Output the data below exactly. Leave nothing out.
-- DATA FOR THIS TASK follows --
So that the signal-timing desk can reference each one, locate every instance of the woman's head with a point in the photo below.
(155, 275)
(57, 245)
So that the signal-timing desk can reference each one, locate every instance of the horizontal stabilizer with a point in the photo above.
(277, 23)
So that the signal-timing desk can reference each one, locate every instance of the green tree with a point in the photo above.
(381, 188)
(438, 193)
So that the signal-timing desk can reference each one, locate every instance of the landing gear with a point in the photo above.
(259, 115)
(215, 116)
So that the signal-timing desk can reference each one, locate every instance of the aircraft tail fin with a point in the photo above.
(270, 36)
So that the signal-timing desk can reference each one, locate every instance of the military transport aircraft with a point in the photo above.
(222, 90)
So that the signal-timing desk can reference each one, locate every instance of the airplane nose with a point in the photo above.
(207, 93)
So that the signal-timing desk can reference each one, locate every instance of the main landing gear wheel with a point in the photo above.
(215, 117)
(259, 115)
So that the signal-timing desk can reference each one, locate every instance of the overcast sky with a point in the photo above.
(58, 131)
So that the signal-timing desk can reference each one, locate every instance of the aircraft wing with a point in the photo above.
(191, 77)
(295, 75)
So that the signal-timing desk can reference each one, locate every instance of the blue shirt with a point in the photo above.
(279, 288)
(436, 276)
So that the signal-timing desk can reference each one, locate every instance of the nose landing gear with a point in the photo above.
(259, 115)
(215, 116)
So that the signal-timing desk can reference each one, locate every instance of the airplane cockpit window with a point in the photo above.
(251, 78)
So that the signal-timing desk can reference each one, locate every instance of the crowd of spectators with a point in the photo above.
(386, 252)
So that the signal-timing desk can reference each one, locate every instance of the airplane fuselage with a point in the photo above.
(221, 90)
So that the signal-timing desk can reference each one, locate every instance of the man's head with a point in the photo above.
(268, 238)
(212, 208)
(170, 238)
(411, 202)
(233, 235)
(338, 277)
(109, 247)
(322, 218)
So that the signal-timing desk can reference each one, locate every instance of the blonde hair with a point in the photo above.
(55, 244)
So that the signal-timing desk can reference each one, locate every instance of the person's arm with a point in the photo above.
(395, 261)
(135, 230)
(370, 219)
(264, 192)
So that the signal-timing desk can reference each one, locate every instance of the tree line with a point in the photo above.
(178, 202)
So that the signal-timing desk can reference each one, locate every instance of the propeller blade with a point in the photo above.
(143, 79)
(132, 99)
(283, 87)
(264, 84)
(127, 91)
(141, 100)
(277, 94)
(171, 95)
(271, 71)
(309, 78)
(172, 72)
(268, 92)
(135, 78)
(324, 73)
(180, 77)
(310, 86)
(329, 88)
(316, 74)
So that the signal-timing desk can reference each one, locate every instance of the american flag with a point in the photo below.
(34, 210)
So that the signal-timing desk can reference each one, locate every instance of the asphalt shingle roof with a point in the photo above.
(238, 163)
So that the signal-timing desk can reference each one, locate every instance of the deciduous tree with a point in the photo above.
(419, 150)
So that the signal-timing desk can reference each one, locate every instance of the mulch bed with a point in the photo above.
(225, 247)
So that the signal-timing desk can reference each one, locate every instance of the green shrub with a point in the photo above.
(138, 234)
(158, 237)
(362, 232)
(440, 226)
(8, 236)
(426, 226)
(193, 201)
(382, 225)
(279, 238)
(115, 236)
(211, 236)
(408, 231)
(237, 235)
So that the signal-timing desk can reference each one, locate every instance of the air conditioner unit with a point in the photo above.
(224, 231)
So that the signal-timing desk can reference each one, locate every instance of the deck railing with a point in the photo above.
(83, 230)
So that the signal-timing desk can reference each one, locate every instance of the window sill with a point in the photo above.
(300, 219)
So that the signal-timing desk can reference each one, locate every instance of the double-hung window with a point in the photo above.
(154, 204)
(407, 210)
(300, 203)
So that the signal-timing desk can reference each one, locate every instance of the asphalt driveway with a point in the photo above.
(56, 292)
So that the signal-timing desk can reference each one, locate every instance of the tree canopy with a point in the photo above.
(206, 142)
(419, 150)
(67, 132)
-- DATA FOR THIS TASK concluded --
* _TASK OUTPUT_
So that the signal-timing desk can reference each one, locate every instance of the woman's head with a point in the photo below.
(155, 275)
(57, 245)
So that the signal-timing desk can reference each one, locate every instance of the horizontal stabilizer with a point in the photo above.
(277, 23)
So that the signal-timing desk can reference each one, locate every instance of the green tree with a point in the photo above.
(381, 188)
(438, 193)
So that the signal-timing desk can reference each one, locate every instance of the landing gear with a point in the photo above.
(259, 115)
(215, 116)
So that the signal-timing desk can reference each one, locate every instance of the aircraft tail fin with a point in the photo above.
(270, 36)
So that the signal-timing desk can reference each one, locate every instance of the military transport aircraft with a point in the photo above.
(222, 90)
So that the signal-timing desk can reference each one, locate every instance of the airplane nose with a point in the photo above.
(207, 93)
So that the signal-timing desk can reference each one, locate every instance of the main landing gear wheel with a point in the photo above.
(215, 117)
(259, 115)
So that the signal-timing desk can reference each one, locate every instance of the overcast sky with a point in the photo above.
(58, 131)
So that the signal-timing desk can reference each one, locate every instance of the aircraft wing with a point in the photo above.
(191, 77)
(295, 75)
So that the signal-timing desk can reference each one, locate every instance of the blue shirt with a point in the photo above.
(279, 288)
(436, 276)
So that the signal-timing desk can reference each one, locate every instance of the nose landing gear with a point in the photo above.
(259, 115)
(215, 116)
So that the signal-timing desk can reference each one, locate every instance of the airplane cockpit window with a point in the photo above.
(251, 78)
So that the signal-timing desk can reference each one, locate every instance of the crowd of spectators with a point in the photo above.
(386, 252)
So that the signal-timing desk can reference each one, locate every instance of the airplane fuselage with a point in the photo above.
(221, 90)
So that the signal-timing desk can reference each one, locate every instance of the man's head with a point in the photo above.
(268, 238)
(212, 208)
(170, 238)
(411, 202)
(233, 235)
(338, 277)
(109, 247)
(322, 218)
So that the signal-timing desk can reference each one, locate every instance of the blonde hair with a point in the photo above.
(55, 244)
So that the signal-timing desk can reference each one, locate every instance of the person's arm with a point in the photo above.
(395, 261)
(135, 230)
(370, 219)
(264, 192)
So that the signal-timing desk can reference each one, locate every instance of the tree line with a point in the photo above.
(178, 202)
So that the signal-timing desk can reference each one, locate every instance of the propeller blade with a point in the photo above.
(143, 79)
(132, 99)
(283, 87)
(264, 84)
(127, 91)
(141, 100)
(277, 94)
(171, 95)
(271, 71)
(309, 78)
(172, 72)
(268, 92)
(135, 78)
(324, 73)
(180, 77)
(310, 86)
(329, 88)
(316, 74)
So that the signal-timing desk can reference each one, locate every instance of the american flag with a point in the photo below.
(34, 210)
So that the signal-timing desk can reference each one, locate every instance of the asphalt shingle roof with a point in the photo above.
(238, 163)
So that the signal-timing desk can reference each one, locate every instance of the deciduous tree with a point in the photo above.
(419, 150)
So that the signal-timing desk can reference each one, locate every instance of the mulch bed with a point in the photo above.
(225, 247)
So that the signal-timing desk can reference each one, locate every instance of the green shrub with a point in the photo above.
(138, 234)
(158, 237)
(362, 232)
(440, 226)
(8, 236)
(426, 226)
(193, 201)
(382, 225)
(279, 238)
(115, 236)
(211, 236)
(408, 231)
(237, 235)
So that the signal-timing desk can reference each one, locate every instance of the air conditioner unit with a point in the photo above.
(224, 231)
So that the signal-timing desk can reference each one, locate every instance of the deck railing with a point in the photo above.
(83, 230)
So that the signal-timing desk can reference each one, locate every instance of the window sill with a point in the photo above.
(300, 219)
So that the signal-timing desk can reference each one, locate every instance of the double-hung window with a point in the photo above.
(154, 204)
(407, 210)
(300, 203)
So that the signal-timing desk can reference each one, locate every instance of the asphalt driveway with a point in the photo above.
(56, 292)
So that the signal-timing desk can reference each one, locate every instance of the tree canopy with a point in the photo above.
(206, 142)
(419, 150)
(67, 132)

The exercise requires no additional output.